▶ [AIM OF THE TASK]: Reproduce the data below verbatim, line by line and in the same order.

▶ [PROVIDED MATERIAL]:

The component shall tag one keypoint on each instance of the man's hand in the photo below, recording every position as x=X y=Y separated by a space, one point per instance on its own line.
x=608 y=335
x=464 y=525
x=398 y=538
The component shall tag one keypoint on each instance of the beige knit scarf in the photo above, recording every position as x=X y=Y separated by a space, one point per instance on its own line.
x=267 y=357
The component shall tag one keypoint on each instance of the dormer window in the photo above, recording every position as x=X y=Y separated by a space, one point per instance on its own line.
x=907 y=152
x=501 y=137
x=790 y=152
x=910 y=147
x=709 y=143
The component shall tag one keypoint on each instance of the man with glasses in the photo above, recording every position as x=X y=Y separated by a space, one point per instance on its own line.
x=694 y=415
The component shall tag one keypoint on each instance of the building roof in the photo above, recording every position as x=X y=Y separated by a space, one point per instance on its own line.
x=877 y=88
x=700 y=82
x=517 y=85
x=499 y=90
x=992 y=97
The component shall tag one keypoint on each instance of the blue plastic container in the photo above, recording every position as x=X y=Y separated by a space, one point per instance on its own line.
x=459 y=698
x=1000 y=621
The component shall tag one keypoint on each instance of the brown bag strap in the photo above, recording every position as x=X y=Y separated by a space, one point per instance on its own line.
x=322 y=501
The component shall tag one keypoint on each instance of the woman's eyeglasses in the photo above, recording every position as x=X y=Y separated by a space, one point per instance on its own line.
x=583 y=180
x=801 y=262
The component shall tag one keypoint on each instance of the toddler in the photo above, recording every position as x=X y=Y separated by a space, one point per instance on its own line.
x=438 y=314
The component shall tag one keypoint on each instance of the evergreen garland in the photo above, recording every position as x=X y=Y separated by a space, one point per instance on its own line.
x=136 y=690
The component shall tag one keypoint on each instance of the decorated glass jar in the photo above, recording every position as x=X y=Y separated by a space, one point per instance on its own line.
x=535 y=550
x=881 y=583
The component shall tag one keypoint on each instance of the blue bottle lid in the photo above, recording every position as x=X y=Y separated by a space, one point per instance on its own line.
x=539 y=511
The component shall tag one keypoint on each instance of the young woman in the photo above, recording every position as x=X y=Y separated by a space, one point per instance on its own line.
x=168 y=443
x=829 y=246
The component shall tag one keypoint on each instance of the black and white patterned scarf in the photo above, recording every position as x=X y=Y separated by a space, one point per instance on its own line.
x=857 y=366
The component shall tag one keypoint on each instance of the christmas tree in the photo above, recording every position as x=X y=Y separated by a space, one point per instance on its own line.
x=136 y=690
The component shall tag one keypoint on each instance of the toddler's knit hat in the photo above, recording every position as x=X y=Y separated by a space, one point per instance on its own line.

▶ [WRITTEN SOLUTION]:
The component shall tag one keypoint on each instance of the man's hand in the photo below, recording every position as x=X y=Y separated by a space, one point per instance on its own line.
x=608 y=335
x=464 y=525
x=398 y=538
The component shall tag one keypoint on each instance of the beige knit scarf in the photo above, recording every position as x=X y=Y separated by a space, one point per instance on its own line.
x=267 y=357
The component shall tag one keypoint on each instance of the dormer window in the photo above, recording every position as x=X y=Y separated by a space, one point per instance on its own line.
x=907 y=152
x=501 y=137
x=790 y=152
x=910 y=147
x=709 y=143
The component shall tag one keypoint on each instance of the man with glasses in the photo above, recording every position as x=X y=Y separated by a space, one point per instance on its own line.
x=694 y=415
The component shall tag one keypoint on each instance of the building roof in the photo above, recording every position as x=X y=Y separated by a space, one point per instance on its own line.
x=877 y=88
x=700 y=82
x=517 y=85
x=499 y=90
x=992 y=97
The component shall tag one keypoint on each instance of the blue plastic container in the photo above, recording every position as x=X y=Y separated by a space, one point per instance on its own line.
x=459 y=698
x=1000 y=621
The component shall tag one keypoint on each instance of the brown bag strap in the photo above, recording every position as x=X y=Y separated by a space, one point per instance on its own line.
x=322 y=501
The component shall tag one keypoint on each instance of the woman's eyeglasses in the photo above, recording every position as x=X y=Y separated by a space, one point per instance on its own line.
x=583 y=180
x=801 y=262
The component shall tag one keypoint on each instance of the toddler in the photo above, recording every position as x=X y=Y separated by a space, one point per instance on its own line.
x=438 y=314
The component shall tag one keypoint on each instance of the evergreen garland in the photo above, recording every position as x=X y=Y separated by a space, one point per instance on its own line.
x=136 y=690
The component shall tag one keypoint on each instance of the decorated glass jar in the photo above, recording every position as x=X y=Y separated by a space, one point per instance on its own line.
x=535 y=550
x=881 y=583
The component shall tag one keypoint on each instance of the blue bottle lid in the photo above, recording every position as x=X y=Y separated by a space, one point per instance on its own line.
x=539 y=511
The component shall tag one keypoint on each instance of the young woman in the photo above, recording every position as x=X y=Y separated by a space, one point per instance on its own line.
x=168 y=443
x=829 y=246
The component shall tag one keypoint on each instance of the black and white patterned scarf in the photo above, recording every position as x=X y=Y separated by a space, one point per instance on its own line.
x=857 y=366
The component shall tag one keypoint on each instance of the christmas tree in the photo above, recording every position as x=X y=Y separated by a space, one point per instance on its own line.
x=136 y=690
The component shall tag one keypoint on each instance of the toddler's knit hat in the photo above, recording every position as x=X y=Y separated by a space, one point per instance on its own line.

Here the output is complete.